● Source passage
________________________
A lot of innovative technology went into it and everyone was clearly pushing absolutely everything to the bloody limits.
Such was his commitment, Cameron took to jokingly (probably) slamming crew member’s mobile phones into walls with a nailgun if they disrupted filming.
But the result – especially if you saw the film on the big screen a decade ago – was something else. A visual treat like few others.
Critical Acclaim & Criticisms
Since its release, Avatar has received praise and backlashes in equal measure. At the time, along with the mass critical acclaim, the likes of Dr. Mark Kermode from the Church of Wittertainment took issue with it.
Avatar is by no means perfect. Some of the dialogue is hamfisted, plus the plot similarities to the likes of Dances With Wolves and The Last Samurai are more than evident.
And the latter (a Tom Cruise vehicle) circumvents the genre tropes to provide a thoughtful consideration on different cultures.
________________________
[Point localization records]
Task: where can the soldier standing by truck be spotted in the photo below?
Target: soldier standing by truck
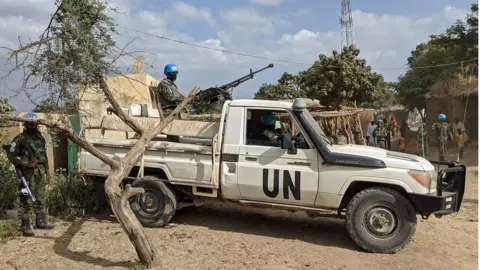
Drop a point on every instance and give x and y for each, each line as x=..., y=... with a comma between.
x=443, y=133
x=28, y=153
x=168, y=90
x=422, y=140
x=380, y=135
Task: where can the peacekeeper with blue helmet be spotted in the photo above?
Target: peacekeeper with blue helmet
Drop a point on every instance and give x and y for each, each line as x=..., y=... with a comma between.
x=168, y=90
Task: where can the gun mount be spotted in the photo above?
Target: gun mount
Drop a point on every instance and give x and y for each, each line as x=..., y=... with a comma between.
x=219, y=94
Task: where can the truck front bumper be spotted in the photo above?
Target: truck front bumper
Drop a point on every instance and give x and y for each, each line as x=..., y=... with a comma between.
x=449, y=195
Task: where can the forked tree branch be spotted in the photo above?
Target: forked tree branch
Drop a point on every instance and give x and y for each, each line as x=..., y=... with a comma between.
x=69, y=132
x=117, y=109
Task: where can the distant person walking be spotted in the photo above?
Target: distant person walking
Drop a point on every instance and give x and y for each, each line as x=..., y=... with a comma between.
x=404, y=132
x=443, y=133
x=370, y=139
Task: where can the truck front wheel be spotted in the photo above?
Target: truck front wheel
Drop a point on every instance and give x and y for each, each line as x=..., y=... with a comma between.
x=380, y=220
x=157, y=206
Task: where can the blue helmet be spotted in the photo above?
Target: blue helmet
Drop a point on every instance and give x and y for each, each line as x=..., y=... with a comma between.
x=170, y=68
x=30, y=115
x=268, y=119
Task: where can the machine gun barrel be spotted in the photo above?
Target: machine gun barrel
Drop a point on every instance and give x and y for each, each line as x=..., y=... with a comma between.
x=236, y=82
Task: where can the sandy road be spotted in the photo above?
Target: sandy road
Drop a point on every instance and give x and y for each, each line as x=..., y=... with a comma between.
x=223, y=238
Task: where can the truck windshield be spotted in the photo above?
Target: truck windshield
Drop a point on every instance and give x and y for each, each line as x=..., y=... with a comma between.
x=313, y=124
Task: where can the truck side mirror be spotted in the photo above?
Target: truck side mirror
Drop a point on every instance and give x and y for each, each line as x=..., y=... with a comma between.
x=287, y=143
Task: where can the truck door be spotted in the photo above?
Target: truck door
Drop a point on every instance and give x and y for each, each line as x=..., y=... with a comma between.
x=268, y=173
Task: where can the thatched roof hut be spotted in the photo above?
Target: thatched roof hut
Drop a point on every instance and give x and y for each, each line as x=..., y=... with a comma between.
x=456, y=98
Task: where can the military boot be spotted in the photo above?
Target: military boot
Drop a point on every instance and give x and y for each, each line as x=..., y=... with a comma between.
x=41, y=224
x=26, y=228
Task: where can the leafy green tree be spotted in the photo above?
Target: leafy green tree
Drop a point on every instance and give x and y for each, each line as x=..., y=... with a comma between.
x=458, y=43
x=342, y=79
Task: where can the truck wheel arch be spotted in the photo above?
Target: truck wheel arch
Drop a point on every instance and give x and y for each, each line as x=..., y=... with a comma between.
x=350, y=188
x=158, y=170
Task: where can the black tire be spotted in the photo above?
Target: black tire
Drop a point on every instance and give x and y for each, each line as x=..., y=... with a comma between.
x=163, y=197
x=359, y=218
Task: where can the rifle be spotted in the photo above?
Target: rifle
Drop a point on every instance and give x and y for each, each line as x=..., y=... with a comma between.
x=217, y=93
x=26, y=189
x=220, y=93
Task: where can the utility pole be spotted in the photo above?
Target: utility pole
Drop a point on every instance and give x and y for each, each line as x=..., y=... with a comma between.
x=346, y=22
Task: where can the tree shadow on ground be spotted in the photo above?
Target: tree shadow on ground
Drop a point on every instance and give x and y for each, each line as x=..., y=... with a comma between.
x=62, y=243
x=329, y=232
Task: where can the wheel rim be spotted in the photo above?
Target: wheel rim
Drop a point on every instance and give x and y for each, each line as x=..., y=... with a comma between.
x=381, y=221
x=150, y=203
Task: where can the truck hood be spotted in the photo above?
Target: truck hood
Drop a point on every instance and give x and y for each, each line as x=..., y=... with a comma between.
x=392, y=159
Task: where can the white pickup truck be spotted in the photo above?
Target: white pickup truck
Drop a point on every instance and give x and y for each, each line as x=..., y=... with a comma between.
x=378, y=192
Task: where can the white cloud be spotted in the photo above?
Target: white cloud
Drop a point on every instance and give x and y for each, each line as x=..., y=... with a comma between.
x=249, y=19
x=181, y=9
x=384, y=39
x=267, y=2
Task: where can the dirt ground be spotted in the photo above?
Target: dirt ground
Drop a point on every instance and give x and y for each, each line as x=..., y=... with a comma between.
x=226, y=238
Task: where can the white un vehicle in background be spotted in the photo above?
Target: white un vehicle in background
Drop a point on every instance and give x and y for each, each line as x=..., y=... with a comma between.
x=378, y=192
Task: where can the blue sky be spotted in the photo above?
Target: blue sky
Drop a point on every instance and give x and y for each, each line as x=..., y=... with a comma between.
x=293, y=30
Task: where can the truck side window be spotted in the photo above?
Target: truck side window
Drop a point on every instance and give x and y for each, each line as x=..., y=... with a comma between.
x=283, y=123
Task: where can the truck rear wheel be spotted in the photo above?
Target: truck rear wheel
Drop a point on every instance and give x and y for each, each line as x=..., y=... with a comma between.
x=157, y=206
x=380, y=220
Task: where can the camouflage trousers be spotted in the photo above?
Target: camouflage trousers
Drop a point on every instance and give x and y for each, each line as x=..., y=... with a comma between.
x=442, y=146
x=36, y=181
x=382, y=144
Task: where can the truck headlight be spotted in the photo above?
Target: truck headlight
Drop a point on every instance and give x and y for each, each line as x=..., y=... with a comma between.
x=427, y=179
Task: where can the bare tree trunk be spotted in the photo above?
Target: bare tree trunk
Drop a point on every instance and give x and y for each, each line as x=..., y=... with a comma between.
x=119, y=200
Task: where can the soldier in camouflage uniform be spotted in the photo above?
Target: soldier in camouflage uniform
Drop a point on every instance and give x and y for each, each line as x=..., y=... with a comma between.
x=28, y=152
x=380, y=135
x=168, y=90
x=443, y=132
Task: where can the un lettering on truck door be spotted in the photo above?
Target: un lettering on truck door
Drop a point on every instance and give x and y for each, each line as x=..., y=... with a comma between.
x=289, y=184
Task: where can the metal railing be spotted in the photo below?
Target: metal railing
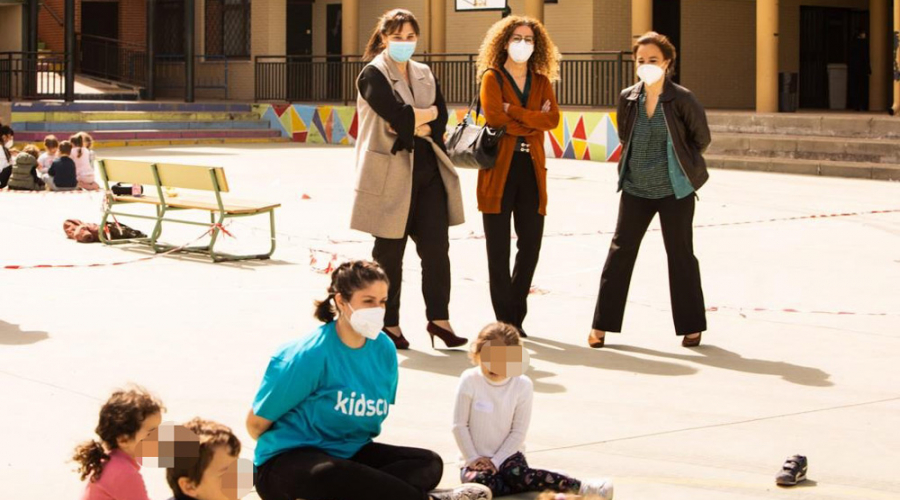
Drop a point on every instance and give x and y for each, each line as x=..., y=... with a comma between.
x=111, y=59
x=32, y=75
x=591, y=79
x=210, y=73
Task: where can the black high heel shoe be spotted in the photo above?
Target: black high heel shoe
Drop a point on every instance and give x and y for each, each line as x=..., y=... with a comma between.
x=400, y=342
x=450, y=339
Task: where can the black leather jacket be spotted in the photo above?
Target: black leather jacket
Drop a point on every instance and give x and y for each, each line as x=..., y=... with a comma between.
x=685, y=120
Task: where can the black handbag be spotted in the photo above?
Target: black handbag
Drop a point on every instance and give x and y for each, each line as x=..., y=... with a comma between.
x=471, y=146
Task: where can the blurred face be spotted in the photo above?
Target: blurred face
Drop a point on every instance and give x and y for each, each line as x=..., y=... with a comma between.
x=522, y=33
x=650, y=54
x=130, y=444
x=223, y=478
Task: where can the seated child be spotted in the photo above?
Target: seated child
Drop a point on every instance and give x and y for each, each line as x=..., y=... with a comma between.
x=491, y=418
x=213, y=475
x=51, y=150
x=110, y=466
x=61, y=176
x=24, y=174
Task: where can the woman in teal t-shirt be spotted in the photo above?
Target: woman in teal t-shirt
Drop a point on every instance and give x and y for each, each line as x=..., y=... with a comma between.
x=322, y=402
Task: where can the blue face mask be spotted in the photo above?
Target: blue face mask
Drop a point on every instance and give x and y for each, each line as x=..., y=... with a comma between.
x=401, y=51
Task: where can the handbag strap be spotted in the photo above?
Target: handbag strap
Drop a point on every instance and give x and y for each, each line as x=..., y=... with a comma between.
x=477, y=98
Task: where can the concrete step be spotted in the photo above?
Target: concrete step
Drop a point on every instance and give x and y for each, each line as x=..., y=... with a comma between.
x=98, y=116
x=119, y=143
x=806, y=147
x=865, y=125
x=90, y=126
x=122, y=135
x=21, y=107
x=859, y=170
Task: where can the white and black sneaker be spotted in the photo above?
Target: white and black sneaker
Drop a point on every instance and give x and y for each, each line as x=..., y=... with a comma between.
x=468, y=491
x=602, y=488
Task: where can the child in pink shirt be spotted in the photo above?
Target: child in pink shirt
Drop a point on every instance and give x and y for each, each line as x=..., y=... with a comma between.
x=110, y=466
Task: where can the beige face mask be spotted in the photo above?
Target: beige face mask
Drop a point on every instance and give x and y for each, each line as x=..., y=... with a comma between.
x=504, y=360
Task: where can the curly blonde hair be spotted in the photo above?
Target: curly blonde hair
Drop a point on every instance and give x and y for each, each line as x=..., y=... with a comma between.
x=492, y=54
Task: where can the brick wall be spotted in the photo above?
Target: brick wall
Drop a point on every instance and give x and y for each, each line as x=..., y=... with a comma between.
________________________
● To do
1: Summarize the passage on Avatar in two sentences.
2: Please resume the passage on Avatar from where it stops.

● Written answers
1: Avatar's production pushed a lot of innovative technology to the limit, with Cameron jokingly slamming crew members' phones into walls with a nailgun if they disrupted filming, and the result was a visual treat like few others. Since its release the film has drawn praise and backlash in equal measure, including objections from Dr. Mark Kermode, hamfisted dialogue, and plot similarities to Dances With Wolves and The Last Samurai.

2:
Cameron doesn’t quite deliver such an innovative plot experience. This is primarily as the director’s focus was so clearly on big screen spectacle—the film really has to be seen at the cinema, which was an astonishing, almost overwhelming experience back in 2009.
Since then, Avatar has become something of an easy target for anyone keen to try and prove an intellectual point.
Like Avatar and you’re a bit dumb, apparently. It’s for casual cinemagoers. Only stupid people like it—that’s what Rick and Morty told us, anyway.
For example, a lot of fuss is still made about the resource available on Pandora: “unobtanium”.
At first glance that does look stupid, but if you research this term it’s used in fiction, engineering, and thought experiments to label an extremely rare and costly material. It’s not just a crap term the director lazily dreamt up.
But there are issues. One of our main gripes is the dialogue isn’t always amazing (away from certain unobtainable terminology).
The acting from the man playing the film’s main protagonist isn’t always first-rate, either.
Sam Worthington (living in his car before landing the role) does a decent job with Jake Sully (on the whole), but compare that to the conflicted Nathan Algren in The Last Samurai.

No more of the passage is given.